_Exercise directions_
Reproduce the data in its entirety, exactly as supplied.

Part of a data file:
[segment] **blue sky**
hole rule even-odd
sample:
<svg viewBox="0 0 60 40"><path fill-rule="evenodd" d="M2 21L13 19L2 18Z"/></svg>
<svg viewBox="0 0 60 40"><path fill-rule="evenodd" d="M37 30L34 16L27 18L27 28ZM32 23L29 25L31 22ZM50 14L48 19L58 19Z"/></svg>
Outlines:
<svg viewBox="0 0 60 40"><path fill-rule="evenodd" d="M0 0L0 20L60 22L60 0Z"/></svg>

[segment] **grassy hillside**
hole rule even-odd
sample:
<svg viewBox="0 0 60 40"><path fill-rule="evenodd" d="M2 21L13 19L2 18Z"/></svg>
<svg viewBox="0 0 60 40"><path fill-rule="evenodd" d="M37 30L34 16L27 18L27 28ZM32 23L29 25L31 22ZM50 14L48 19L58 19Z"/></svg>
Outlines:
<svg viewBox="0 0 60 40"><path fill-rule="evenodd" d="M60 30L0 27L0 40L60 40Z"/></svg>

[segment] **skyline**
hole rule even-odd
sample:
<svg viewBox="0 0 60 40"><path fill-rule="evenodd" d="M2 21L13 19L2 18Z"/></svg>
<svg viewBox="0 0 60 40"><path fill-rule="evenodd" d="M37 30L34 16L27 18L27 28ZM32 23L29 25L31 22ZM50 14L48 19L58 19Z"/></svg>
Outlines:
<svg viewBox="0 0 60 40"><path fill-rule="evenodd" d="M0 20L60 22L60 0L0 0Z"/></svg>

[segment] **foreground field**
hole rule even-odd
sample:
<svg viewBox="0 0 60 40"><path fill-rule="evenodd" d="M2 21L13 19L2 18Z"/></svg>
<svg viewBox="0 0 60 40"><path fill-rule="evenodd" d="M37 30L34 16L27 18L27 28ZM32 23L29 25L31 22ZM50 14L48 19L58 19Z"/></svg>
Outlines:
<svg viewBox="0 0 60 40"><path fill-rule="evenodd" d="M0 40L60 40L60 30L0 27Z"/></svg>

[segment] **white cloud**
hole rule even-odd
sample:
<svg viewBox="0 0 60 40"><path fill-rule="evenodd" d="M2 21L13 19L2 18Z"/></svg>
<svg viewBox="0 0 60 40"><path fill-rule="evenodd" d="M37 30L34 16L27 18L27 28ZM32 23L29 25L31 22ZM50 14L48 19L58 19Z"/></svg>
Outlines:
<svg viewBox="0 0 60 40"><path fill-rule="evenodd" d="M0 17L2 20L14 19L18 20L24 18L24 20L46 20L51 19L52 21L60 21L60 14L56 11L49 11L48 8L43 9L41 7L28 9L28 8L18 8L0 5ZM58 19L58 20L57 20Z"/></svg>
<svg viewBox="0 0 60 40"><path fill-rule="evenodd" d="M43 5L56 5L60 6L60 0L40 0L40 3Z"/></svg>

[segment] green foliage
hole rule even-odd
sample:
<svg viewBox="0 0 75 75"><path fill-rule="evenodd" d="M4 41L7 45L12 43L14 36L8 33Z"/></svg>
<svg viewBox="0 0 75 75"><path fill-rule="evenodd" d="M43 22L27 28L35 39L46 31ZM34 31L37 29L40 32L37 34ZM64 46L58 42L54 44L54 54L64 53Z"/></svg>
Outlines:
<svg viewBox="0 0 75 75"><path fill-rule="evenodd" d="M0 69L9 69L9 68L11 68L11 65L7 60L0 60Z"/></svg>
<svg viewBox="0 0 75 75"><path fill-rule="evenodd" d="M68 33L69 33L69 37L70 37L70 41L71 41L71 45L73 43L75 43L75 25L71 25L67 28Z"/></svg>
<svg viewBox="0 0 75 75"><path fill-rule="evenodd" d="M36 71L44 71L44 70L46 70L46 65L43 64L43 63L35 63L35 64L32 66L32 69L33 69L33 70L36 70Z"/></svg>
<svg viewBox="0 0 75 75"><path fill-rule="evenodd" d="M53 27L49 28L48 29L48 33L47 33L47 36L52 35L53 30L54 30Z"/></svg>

_Result of the exercise_
[segment] **blue sky**
hole rule even-odd
sample:
<svg viewBox="0 0 60 40"><path fill-rule="evenodd" d="M2 21L13 19L2 18Z"/></svg>
<svg viewBox="0 0 60 40"><path fill-rule="evenodd" d="M37 30L34 16L27 18L27 28ZM32 23L29 25L31 22ZM50 14L48 19L58 19Z"/></svg>
Outlines:
<svg viewBox="0 0 60 40"><path fill-rule="evenodd" d="M0 0L0 20L60 22L60 0Z"/></svg>

[segment] **grassy hillside**
hole rule even-odd
sample:
<svg viewBox="0 0 60 40"><path fill-rule="evenodd" d="M2 21L13 19L2 18Z"/></svg>
<svg viewBox="0 0 60 40"><path fill-rule="evenodd" d="M37 30L34 16L27 18L27 28ZM32 23L29 25L31 22ZM50 14L48 19L58 19Z"/></svg>
Outlines:
<svg viewBox="0 0 60 40"><path fill-rule="evenodd" d="M60 30L0 27L0 40L60 40Z"/></svg>

[segment] **skyline**
hole rule even-odd
sample:
<svg viewBox="0 0 60 40"><path fill-rule="evenodd" d="M2 21L13 19L2 18Z"/></svg>
<svg viewBox="0 0 60 40"><path fill-rule="evenodd" d="M37 30L34 16L27 18L27 28ZM32 23L29 25L31 22ZM50 14L48 19L58 19Z"/></svg>
Outlines:
<svg viewBox="0 0 60 40"><path fill-rule="evenodd" d="M0 20L60 22L60 0L0 0Z"/></svg>

[segment] **foreground field**
hole rule even-odd
sample:
<svg viewBox="0 0 60 40"><path fill-rule="evenodd" d="M2 21L13 19L2 18Z"/></svg>
<svg viewBox="0 0 60 40"><path fill-rule="evenodd" d="M37 30L34 16L27 18L27 28ZM32 23L29 25L31 22ZM50 14L48 19L58 19Z"/></svg>
Outlines:
<svg viewBox="0 0 60 40"><path fill-rule="evenodd" d="M0 40L60 40L60 30L0 27Z"/></svg>

[segment] **white cloud**
hole rule even-odd
sample:
<svg viewBox="0 0 60 40"><path fill-rule="evenodd" d="M2 21L13 19L2 18Z"/></svg>
<svg viewBox="0 0 60 40"><path fill-rule="evenodd" d="M37 30L34 16L27 18L27 28ZM32 23L29 25L31 22ZM50 14L48 19L58 19Z"/></svg>
Outlines:
<svg viewBox="0 0 60 40"><path fill-rule="evenodd" d="M0 17L2 20L14 19L18 20L24 18L24 20L46 20L51 19L52 21L60 21L60 14L56 11L49 11L48 8L43 9L41 7L28 9L28 8L18 8L0 5ZM58 19L58 20L57 20Z"/></svg>
<svg viewBox="0 0 60 40"><path fill-rule="evenodd" d="M43 5L56 5L60 6L60 0L40 0L40 3Z"/></svg>

[segment] green foliage
hole rule even-odd
sample:
<svg viewBox="0 0 75 75"><path fill-rule="evenodd" d="M4 41L7 45L12 43L14 36L8 33Z"/></svg>
<svg viewBox="0 0 75 75"><path fill-rule="evenodd" d="M43 22L27 28L35 39L46 31ZM34 31L37 29L40 32L37 34ZM64 46L58 42L54 44L54 54L64 53Z"/></svg>
Outlines:
<svg viewBox="0 0 75 75"><path fill-rule="evenodd" d="M0 69L9 69L9 68L11 68L11 65L7 60L0 60Z"/></svg>
<svg viewBox="0 0 75 75"><path fill-rule="evenodd" d="M68 33L69 33L69 37L70 37L70 41L71 41L71 45L73 43L75 43L75 25L71 25L67 28Z"/></svg>
<svg viewBox="0 0 75 75"><path fill-rule="evenodd" d="M36 71L44 71L44 70L46 70L46 65L43 64L43 63L35 63L35 64L32 66L32 69L33 69L33 70L36 70Z"/></svg>
<svg viewBox="0 0 75 75"><path fill-rule="evenodd" d="M53 27L49 28L48 29L48 33L47 33L47 36L52 35L53 30L54 30Z"/></svg>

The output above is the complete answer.